Start of RECORDS FOR PROCESSING

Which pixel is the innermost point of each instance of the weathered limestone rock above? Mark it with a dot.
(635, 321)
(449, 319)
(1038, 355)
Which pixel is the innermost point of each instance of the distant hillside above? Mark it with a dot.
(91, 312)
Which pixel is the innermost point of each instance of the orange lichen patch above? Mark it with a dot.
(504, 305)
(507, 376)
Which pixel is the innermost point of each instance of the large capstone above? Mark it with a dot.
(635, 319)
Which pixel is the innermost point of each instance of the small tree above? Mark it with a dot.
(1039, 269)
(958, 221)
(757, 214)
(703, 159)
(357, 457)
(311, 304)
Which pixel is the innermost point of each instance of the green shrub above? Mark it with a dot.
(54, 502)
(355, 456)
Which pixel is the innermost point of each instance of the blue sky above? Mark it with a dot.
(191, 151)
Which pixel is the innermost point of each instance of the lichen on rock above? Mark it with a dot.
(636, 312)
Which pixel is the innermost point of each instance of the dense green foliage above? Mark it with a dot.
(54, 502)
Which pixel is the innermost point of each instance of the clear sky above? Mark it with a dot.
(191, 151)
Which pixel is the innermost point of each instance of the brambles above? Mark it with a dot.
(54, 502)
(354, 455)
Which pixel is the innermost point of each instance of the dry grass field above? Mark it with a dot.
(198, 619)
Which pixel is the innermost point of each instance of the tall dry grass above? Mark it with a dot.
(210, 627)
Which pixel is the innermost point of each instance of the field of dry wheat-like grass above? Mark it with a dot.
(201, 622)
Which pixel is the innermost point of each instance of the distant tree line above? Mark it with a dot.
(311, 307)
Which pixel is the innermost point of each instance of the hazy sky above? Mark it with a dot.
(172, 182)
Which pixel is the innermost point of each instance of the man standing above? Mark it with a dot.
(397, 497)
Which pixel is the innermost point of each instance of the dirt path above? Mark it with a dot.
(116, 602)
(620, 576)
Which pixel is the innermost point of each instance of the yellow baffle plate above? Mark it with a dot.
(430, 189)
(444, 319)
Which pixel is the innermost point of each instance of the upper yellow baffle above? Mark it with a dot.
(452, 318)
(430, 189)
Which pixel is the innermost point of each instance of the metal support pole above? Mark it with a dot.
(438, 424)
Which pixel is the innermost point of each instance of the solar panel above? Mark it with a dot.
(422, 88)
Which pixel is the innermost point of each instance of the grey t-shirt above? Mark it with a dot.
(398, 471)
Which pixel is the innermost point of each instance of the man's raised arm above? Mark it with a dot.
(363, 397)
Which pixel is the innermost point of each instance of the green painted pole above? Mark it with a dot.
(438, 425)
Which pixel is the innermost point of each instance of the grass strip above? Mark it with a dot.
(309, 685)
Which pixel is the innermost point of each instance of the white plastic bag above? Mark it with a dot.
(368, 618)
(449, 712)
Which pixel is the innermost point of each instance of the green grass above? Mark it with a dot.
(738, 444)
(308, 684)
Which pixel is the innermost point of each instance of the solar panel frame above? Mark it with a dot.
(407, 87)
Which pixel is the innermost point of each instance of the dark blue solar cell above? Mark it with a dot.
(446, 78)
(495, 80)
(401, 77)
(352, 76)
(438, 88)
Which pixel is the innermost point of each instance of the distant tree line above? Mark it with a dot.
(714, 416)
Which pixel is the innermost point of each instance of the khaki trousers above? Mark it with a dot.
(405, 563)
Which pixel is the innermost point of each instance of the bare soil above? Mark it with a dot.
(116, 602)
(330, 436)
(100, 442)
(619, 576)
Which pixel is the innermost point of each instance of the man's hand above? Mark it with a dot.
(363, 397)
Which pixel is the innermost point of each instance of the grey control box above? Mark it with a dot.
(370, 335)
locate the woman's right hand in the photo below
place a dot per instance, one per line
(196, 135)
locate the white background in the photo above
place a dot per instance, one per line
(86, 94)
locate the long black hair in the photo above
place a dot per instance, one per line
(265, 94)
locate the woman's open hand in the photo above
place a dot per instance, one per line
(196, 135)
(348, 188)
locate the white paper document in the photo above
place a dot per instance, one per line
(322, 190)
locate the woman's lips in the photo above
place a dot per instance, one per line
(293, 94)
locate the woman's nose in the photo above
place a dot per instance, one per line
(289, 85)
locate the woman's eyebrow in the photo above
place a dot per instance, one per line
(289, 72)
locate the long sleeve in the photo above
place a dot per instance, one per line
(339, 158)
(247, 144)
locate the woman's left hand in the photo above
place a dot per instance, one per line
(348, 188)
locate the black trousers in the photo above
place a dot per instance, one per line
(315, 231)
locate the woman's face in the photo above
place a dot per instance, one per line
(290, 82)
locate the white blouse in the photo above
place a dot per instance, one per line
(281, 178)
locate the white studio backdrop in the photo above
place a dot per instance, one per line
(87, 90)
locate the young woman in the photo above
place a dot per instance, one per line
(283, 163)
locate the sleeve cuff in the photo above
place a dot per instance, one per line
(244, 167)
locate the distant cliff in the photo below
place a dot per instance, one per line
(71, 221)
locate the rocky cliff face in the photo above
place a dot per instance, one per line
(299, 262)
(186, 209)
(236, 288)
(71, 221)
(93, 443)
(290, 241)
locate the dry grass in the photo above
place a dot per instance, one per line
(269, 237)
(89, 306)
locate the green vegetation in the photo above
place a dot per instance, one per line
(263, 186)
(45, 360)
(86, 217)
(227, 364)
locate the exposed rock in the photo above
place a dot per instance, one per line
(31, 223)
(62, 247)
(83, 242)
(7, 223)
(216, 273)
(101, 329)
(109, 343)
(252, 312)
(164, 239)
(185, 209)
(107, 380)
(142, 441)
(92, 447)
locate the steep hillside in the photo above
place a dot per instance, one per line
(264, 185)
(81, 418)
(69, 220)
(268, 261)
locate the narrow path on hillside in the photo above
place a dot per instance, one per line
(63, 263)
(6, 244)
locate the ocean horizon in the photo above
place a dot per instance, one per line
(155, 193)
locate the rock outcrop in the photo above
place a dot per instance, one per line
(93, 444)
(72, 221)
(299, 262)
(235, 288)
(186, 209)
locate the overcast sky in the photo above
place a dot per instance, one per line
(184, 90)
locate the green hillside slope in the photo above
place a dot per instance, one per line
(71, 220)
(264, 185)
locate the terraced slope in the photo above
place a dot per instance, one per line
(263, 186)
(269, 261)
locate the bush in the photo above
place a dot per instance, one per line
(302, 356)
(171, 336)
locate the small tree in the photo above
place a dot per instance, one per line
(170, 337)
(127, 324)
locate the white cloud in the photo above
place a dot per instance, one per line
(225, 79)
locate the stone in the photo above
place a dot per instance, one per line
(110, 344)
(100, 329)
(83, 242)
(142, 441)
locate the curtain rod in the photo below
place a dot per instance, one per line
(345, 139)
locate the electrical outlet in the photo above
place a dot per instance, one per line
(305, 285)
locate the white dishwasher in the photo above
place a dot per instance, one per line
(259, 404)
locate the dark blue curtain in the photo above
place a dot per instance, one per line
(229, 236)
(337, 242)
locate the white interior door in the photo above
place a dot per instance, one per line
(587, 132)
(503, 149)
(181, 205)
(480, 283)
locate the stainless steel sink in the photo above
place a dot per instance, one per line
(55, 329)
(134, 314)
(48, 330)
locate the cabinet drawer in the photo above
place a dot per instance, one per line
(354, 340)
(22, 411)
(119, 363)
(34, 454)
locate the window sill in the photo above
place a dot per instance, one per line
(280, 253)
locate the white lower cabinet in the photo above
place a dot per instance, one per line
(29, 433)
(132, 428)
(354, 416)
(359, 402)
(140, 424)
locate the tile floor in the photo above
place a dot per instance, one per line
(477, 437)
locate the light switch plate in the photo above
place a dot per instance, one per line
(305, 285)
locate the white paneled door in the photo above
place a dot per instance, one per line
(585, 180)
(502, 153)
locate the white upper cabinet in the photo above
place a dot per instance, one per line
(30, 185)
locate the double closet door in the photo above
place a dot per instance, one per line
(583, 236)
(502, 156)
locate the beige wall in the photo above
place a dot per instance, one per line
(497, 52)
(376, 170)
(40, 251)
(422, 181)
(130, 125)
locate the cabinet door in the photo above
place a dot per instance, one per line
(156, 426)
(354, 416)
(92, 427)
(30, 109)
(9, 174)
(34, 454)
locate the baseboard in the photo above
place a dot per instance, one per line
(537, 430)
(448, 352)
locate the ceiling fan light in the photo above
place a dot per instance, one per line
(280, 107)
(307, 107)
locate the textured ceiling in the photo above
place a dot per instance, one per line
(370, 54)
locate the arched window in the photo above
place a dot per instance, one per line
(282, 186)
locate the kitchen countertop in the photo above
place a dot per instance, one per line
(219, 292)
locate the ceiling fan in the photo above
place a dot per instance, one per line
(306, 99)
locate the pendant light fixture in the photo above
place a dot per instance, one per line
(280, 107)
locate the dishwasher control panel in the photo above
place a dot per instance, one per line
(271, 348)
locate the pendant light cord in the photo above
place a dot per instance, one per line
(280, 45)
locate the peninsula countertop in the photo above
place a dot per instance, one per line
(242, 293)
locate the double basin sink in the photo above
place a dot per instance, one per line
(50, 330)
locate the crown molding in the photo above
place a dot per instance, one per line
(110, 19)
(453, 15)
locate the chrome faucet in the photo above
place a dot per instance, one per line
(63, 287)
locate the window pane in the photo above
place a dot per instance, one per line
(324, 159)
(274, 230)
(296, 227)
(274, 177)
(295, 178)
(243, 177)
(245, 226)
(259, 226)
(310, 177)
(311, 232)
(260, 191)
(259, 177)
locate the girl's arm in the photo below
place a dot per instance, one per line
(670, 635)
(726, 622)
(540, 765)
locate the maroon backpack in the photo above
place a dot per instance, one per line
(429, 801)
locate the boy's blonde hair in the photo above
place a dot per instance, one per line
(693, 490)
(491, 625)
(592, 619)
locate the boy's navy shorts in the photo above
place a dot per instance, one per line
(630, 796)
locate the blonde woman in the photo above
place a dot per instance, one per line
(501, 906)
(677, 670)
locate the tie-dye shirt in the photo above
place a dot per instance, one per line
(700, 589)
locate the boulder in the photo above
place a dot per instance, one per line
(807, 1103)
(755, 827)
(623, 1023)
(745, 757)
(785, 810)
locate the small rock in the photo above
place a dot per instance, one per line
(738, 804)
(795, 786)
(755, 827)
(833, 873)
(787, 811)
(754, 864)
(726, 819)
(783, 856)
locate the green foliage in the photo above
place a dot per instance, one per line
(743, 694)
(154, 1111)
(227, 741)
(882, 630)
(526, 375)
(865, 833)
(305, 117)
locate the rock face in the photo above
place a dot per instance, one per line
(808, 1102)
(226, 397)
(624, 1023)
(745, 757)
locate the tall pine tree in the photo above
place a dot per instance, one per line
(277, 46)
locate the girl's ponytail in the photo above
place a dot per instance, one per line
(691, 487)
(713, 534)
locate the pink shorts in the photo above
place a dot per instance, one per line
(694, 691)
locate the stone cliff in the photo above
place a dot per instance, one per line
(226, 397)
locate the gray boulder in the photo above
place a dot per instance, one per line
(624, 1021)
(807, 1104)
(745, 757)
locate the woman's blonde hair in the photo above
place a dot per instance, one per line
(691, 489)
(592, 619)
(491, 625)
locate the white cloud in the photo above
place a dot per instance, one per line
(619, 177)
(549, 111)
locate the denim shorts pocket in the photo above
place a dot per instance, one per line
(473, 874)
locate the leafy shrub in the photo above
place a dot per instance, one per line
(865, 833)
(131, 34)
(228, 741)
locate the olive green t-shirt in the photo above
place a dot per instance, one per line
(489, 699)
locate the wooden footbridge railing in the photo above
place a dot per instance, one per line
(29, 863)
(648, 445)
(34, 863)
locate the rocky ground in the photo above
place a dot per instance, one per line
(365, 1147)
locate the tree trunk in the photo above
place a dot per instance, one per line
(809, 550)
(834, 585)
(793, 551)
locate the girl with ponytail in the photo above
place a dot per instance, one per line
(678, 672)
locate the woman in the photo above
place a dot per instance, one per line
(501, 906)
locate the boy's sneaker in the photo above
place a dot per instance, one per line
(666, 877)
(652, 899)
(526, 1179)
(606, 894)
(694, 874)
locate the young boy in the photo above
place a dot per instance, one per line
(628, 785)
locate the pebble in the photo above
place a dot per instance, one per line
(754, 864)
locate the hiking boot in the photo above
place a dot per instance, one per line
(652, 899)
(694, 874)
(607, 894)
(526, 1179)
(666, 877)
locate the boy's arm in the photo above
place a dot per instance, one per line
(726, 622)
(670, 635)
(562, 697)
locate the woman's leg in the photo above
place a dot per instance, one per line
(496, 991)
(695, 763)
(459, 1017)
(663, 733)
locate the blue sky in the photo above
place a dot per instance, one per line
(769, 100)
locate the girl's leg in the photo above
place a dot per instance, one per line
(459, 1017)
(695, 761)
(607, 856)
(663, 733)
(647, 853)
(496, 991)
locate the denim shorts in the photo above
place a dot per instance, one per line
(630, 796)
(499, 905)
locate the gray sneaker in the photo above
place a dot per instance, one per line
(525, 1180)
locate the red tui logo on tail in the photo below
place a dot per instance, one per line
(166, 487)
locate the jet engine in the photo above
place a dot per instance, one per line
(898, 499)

End of RECORDS FOR PROCESSING

WHAT TO PRODUCE. Within the data above, how many lines include the string "face"? Answer with the number by itself.

ANSWER TO THIS PROBLEM. 3